▶ _Location annotation dataset excerpts_:
= = = = =

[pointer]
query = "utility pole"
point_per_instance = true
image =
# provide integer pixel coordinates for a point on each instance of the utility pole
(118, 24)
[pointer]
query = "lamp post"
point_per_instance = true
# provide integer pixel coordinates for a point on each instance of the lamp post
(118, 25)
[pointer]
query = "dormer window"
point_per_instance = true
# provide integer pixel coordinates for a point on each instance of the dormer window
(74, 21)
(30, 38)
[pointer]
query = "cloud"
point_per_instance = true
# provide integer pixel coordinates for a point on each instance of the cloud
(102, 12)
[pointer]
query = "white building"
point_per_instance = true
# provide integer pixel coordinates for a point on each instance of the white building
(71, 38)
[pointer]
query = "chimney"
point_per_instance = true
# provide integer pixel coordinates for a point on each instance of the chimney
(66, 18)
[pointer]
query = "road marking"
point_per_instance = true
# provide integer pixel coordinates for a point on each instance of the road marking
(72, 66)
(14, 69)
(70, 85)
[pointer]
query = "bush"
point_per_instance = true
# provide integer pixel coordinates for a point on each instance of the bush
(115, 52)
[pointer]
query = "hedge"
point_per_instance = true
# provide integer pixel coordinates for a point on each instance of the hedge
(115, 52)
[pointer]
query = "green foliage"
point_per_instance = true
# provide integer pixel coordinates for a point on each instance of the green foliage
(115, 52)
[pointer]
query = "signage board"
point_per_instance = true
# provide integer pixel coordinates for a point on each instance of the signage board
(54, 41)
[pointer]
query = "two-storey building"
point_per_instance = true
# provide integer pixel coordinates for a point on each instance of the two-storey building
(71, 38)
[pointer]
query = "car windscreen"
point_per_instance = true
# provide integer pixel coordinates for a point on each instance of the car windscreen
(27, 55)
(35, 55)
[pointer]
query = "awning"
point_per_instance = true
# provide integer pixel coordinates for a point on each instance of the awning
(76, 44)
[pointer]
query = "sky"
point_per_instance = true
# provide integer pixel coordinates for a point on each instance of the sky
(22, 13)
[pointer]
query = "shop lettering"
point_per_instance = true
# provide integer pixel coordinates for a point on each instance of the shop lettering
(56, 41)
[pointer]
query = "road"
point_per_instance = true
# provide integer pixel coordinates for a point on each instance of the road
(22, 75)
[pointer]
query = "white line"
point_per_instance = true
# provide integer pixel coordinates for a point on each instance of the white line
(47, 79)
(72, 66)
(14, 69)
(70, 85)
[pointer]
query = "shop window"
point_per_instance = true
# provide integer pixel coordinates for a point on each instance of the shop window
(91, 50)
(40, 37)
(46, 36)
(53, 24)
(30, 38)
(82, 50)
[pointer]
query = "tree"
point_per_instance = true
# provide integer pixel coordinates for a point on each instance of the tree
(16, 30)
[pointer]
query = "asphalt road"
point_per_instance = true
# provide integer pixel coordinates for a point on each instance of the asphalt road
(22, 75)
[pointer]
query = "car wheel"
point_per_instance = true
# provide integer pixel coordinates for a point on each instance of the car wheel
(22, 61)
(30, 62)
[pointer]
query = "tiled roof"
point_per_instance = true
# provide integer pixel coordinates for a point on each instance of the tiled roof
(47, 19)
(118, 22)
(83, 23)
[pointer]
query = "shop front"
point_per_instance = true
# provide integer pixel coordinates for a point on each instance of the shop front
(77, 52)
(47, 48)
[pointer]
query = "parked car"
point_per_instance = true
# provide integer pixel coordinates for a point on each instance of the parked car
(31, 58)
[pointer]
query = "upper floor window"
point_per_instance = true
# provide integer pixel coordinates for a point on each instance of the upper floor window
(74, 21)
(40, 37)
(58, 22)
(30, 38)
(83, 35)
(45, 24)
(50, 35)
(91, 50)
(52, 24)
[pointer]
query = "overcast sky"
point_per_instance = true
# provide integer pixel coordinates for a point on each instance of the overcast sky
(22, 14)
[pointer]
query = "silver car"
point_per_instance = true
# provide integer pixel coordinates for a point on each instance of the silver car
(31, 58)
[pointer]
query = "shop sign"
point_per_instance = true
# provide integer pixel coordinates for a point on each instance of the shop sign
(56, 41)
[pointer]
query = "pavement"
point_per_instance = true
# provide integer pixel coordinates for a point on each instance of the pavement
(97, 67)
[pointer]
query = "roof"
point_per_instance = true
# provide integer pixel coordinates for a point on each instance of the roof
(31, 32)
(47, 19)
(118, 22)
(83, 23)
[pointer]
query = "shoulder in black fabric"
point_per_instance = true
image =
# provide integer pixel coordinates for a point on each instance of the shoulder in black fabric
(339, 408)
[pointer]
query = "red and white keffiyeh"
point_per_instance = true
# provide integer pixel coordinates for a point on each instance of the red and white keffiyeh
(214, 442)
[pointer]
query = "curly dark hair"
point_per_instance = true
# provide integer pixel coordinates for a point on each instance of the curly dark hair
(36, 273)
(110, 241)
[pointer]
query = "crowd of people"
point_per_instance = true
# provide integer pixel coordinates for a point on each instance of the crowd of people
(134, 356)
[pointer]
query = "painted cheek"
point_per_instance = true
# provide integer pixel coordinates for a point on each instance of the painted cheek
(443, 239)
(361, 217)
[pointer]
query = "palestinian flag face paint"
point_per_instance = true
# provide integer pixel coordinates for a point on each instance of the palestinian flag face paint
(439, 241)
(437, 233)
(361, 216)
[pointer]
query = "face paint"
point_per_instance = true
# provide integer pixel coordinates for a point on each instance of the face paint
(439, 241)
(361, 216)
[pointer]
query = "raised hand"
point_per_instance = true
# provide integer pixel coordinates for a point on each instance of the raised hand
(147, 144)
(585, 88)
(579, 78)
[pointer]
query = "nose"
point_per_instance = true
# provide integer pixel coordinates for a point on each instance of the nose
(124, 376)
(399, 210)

= = = = =

▶ _Task to carry out_:
Extract each record, keeping it identical to the original.

▶ _Solved exercise_:
[pointer]
query = "utility pole"
point_per_instance = true
image =
# provide integer pixel coordinates for a point on each instance of the utility pole
(118, 24)
[pointer]
query = "lamp post"
point_per_instance = true
# provide integer pixel coordinates for a point on each instance of the lamp post
(118, 25)
[pointer]
query = "dormer window"
point_per_instance = true
# provide integer pixel coordinates for a point on each instance of the dormer window
(74, 21)
(30, 38)
[pointer]
query = "cloud"
point_per_instance = true
# provide integer pixel coordinates for a point on each instance of the cloud
(102, 12)
[pointer]
query = "white building"
point_per_instance = true
# provide integer pixel coordinates for a point on each instance of the white building
(71, 38)
[pointer]
query = "chimney"
point_per_instance = true
# provide integer pixel coordinates for a point on each instance of the chimney
(66, 18)
[pointer]
query = "road marking"
point_per_instance = true
# provide integer pixel coordinates for a point on each instance of the road marking
(72, 66)
(14, 69)
(70, 85)
[pointer]
query = "bush"
point_per_instance = true
# provide integer pixel coordinates for a point on each instance of the bush
(115, 52)
[pointer]
query = "hedge"
point_per_instance = true
# provide integer pixel coordinates for a point on each instance of the hedge
(115, 52)
[pointer]
query = "green foliage"
point_per_instance = true
# provide integer pixel coordinates for a point on each instance of the green foliage
(115, 52)
[pointer]
query = "signage board"
point_per_instance = true
# provide integer pixel coordinates for a point on each instance of the signage board
(54, 41)
[pointer]
query = "two-storey building"
point_per_instance = true
# provide integer pixel coordinates for a point on each instance of the two-storey building
(71, 38)
[pointer]
query = "car windscreen"
point_per_instance = true
# provide integer pixel coordinates for a point on each instance of the car windscreen
(27, 55)
(35, 55)
[pointer]
query = "awning"
point_per_instance = true
# provide integer pixel coordinates for a point on each instance of the awning
(76, 44)
[pointer]
query = "sky"
point_per_instance = true
# provide integer pixel coordinates for a point on each instance of the sky
(22, 13)
[pointer]
query = "shop lettering"
point_per_instance = true
# provide integer pixel coordinates for a point on each instance of the shop lettering
(56, 41)
[pointer]
query = "road"
point_per_instance = true
# provide integer pixel coordinates for a point on each instance of the road
(22, 75)
[pointer]
query = "white line"
point_per_instance = true
# provide integer pixel coordinates for a point on each instance of the white line
(47, 79)
(72, 66)
(14, 69)
(70, 85)
[pointer]
query = "shop window"
point_per_instance = true
# provide integer pixel coordinates for a point on each instance of the shop window
(91, 50)
(40, 37)
(46, 36)
(53, 24)
(30, 38)
(82, 50)
[pointer]
query = "tree"
point_per_instance = true
# provide integer pixel coordinates for a point on each instance of the tree
(16, 30)
[pointer]
query = "asphalt road"
point_per_instance = true
# provide integer pixel coordinates for a point on each instance of the asphalt road
(22, 75)
[pointer]
query = "car wheel"
point_per_instance = true
# provide integer pixel coordinates for a point on each instance of the car wheel
(22, 61)
(30, 62)
[pointer]
query = "tiled roof"
point_per_instance = true
# provide integer pixel coordinates for a point on each instance of the tiled roof
(47, 19)
(118, 22)
(83, 23)
[pointer]
query = "shop front"
point_per_instance = true
# provide integer pixel coordinates for a point on each instance of the shop front
(77, 52)
(47, 48)
[pointer]
query = "parked car"
point_per_instance = true
# provide integer pixel coordinates for a point on each instance of the parked car
(31, 58)
[pointer]
query = "upper floor window"
point_per_instance = true
# provide integer pixel coordinates for a point on each instance of the upper floor window
(74, 21)
(40, 37)
(58, 22)
(30, 38)
(83, 35)
(45, 24)
(50, 35)
(91, 50)
(52, 24)
[pointer]
query = "overcast sky"
point_per_instance = true
# provide integer pixel coordinates for a point on each instance of the overcast sky
(22, 14)
[pointer]
query = "silver car"
point_per_instance = true
# provide integer pixel coordinates for a point on each instance of the silver car
(31, 58)
[pointer]
query = "shop sign"
point_per_instance = true
# provide integer pixel coordinates for a point on each instance of the shop sign
(56, 41)
[pointer]
query = "pavement"
point_per_instance = true
# provide integer pixel coordinates for a point on each instance of the pavement
(97, 67)
[pointer]
query = "roof"
point_per_instance = true
# provide integer pixel coordinates for a point on each instance of the roof
(31, 32)
(47, 19)
(118, 22)
(83, 23)
[pointer]
query = "shoulder in black fabric"
point_per_instance = true
image =
# provide integer pixel coordinates for a point on each instance of the shoulder in black fabric
(339, 408)
[pointer]
query = "red and white keffiyeh"
point_per_instance = true
# provide integer pixel coordinates for a point on each instance of the red and white keffiyeh
(214, 442)
[pointer]
query = "curly dark hair"
point_per_instance = true
# provide integer pixel coordinates for a point on each instance of the curly dark hair
(36, 273)
(110, 241)
[pointer]
query = "crowd of people"
point_per_instance = true
# provide integer pixel coordinates for a point on each instance of the crowd of people
(134, 356)
[pointer]
query = "painted cheek"
point_per_instance = true
# provide integer pixel coordinates for a point on each instance of the painted cheek
(443, 239)
(361, 217)
[pointer]
query = "palestinian flag face paint"
point_per_instance = true
# provide integer pixel coordinates for a point on each instance of the palestinian flag face paint
(439, 241)
(437, 233)
(361, 216)
[pointer]
query = "face paint"
point_per_instance = true
# provide integer pixel coordinates for a point on each instance of the face paint
(439, 241)
(361, 216)
[pointer]
query = "raised hand"
point_per_instance = true
# provide integer pixel coordinates for a point on each instance of the raised hand
(147, 144)
(585, 88)
(579, 78)
[pointer]
query = "nose"
point_per_instance = true
# provide integer pixel coordinates for a point on each instance of the nose
(124, 376)
(399, 210)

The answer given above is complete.